WORK REQUIRED: Your reply must contain the lines from the one with "as [[459, 21]]." through the last line of the material, exact and complete, with no pictures and no other text.

DATASET EXCERPTS:

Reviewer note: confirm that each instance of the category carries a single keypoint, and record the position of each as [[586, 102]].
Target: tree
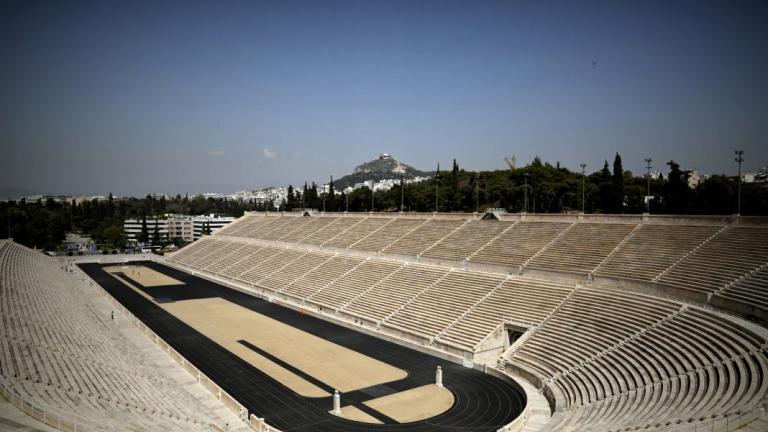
[[606, 190], [617, 183], [678, 194], [144, 234], [156, 233], [330, 204]]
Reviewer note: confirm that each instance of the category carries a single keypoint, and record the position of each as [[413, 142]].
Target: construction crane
[[511, 162]]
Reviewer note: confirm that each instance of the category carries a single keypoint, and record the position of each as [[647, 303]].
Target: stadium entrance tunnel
[[285, 366]]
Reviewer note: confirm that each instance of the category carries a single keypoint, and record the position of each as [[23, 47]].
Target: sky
[[133, 97]]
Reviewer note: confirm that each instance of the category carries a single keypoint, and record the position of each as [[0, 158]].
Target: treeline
[[44, 224], [539, 187], [546, 188]]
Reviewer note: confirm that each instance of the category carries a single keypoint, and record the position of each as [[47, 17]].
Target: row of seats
[[703, 258], [614, 360], [619, 361], [452, 306], [731, 254], [58, 352]]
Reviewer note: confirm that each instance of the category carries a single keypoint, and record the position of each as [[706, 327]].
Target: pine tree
[[331, 198], [144, 235], [618, 185], [156, 233]]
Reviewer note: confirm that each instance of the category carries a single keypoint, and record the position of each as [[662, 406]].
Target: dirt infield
[[227, 323], [475, 402], [351, 412], [144, 275]]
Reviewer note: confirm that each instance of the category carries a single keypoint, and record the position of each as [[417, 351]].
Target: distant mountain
[[382, 168]]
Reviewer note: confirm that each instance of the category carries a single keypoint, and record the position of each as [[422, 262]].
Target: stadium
[[313, 321], [383, 216]]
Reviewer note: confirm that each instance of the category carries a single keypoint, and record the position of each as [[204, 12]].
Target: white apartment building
[[171, 226], [214, 222]]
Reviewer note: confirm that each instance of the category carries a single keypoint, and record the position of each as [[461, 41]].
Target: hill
[[383, 167]]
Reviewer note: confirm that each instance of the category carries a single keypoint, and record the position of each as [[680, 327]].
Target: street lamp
[[525, 202], [583, 176], [648, 191], [437, 186], [402, 193], [477, 191], [739, 159]]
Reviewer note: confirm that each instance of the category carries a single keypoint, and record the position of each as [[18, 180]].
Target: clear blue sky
[[133, 97]]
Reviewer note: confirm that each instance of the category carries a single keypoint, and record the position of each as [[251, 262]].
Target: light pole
[[739, 159], [583, 175], [525, 202], [402, 193], [477, 191], [437, 186], [648, 191]]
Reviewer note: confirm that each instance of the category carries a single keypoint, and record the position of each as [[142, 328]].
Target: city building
[[212, 222], [173, 226]]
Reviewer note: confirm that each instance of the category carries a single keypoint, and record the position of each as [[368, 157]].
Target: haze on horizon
[[195, 96]]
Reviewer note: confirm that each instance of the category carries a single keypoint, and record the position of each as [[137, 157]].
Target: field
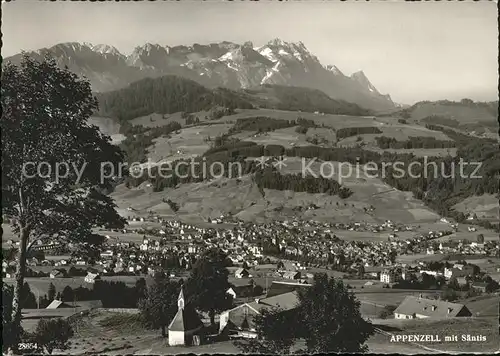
[[40, 285], [484, 206], [189, 142]]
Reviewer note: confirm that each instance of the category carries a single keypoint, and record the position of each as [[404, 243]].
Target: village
[[271, 262]]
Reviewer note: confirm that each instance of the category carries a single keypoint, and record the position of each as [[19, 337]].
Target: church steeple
[[180, 300]]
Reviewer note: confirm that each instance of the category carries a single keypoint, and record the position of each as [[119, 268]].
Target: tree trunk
[[18, 287]]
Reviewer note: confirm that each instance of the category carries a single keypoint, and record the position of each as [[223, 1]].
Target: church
[[186, 326]]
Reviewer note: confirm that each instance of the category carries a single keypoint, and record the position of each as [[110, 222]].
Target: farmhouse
[[239, 320], [278, 287], [458, 271], [92, 277], [56, 304], [419, 308], [389, 276], [58, 273], [241, 273]]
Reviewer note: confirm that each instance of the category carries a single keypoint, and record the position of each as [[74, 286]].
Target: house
[[419, 308], [279, 287], [480, 286], [458, 271], [58, 273], [291, 275], [241, 273], [186, 326], [239, 320], [389, 276], [92, 277], [57, 304], [241, 290]]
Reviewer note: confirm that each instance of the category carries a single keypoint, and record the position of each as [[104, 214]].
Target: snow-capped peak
[[105, 49], [361, 78], [333, 69], [277, 43]]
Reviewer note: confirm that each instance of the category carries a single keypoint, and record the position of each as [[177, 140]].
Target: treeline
[[441, 120], [311, 100], [413, 142], [271, 179], [460, 139], [440, 183], [355, 131], [166, 95]]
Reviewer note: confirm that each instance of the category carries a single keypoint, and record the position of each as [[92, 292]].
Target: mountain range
[[225, 64]]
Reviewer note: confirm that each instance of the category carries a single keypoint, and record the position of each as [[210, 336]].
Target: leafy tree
[[9, 338], [44, 125], [280, 265], [53, 334], [160, 304], [275, 330], [327, 317], [208, 283], [52, 292], [330, 320]]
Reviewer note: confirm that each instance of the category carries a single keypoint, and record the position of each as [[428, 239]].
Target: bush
[[53, 334]]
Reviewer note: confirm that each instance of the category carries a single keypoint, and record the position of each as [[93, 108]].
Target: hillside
[[225, 64], [332, 139], [479, 118], [170, 94]]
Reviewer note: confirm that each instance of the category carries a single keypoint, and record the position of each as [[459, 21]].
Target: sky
[[412, 51]]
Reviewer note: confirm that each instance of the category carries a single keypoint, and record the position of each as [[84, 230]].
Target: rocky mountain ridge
[[223, 64]]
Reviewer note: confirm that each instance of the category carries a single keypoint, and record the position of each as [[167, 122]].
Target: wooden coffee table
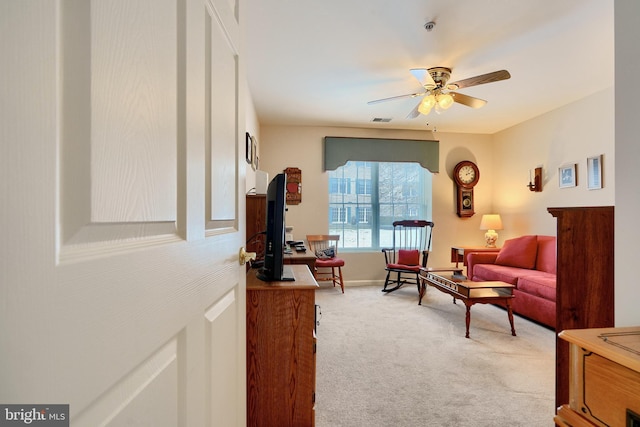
[[470, 292]]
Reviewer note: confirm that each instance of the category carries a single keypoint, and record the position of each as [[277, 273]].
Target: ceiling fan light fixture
[[444, 100], [427, 104]]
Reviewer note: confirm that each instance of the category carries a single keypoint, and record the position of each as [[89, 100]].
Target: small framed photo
[[254, 153], [248, 148], [567, 176], [594, 172]]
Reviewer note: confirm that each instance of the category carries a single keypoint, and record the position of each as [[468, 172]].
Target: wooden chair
[[410, 251], [328, 264]]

THE COMPLETED TASK:
Reviewer note: confirm that each instance of the category carries a single keypoint, and record the position of each as [[459, 21]].
Target: sky
[[412, 51]]
Reviewer note: confirm that each instance of the category carries a single keypoint, and record the position of each as [[84, 230]].
Target: rocky mountain ridge
[[223, 64]]
Reviewer note: confirm that each instance of the category carries a single keypoint, and record the position of each as [[167, 122]].
Target: wooden coffee table
[[470, 292]]
Reviewer note: confirm that each instance of the category carries a single keypoint, and record the position of each as [[277, 273]].
Target: ceiling fan light fixture
[[444, 100], [427, 104]]
Reviewer note: confirm that each instance of the category carries a single keypoint, and record the position of each as [[89, 100]].
Target: small framed photo
[[254, 153], [248, 148], [567, 176], [594, 172]]
Reviewer note: confirm that each instance of the category carries a single keypoint, and record the position of each as [[468, 172]].
Target: wooden chair
[[410, 251], [328, 264]]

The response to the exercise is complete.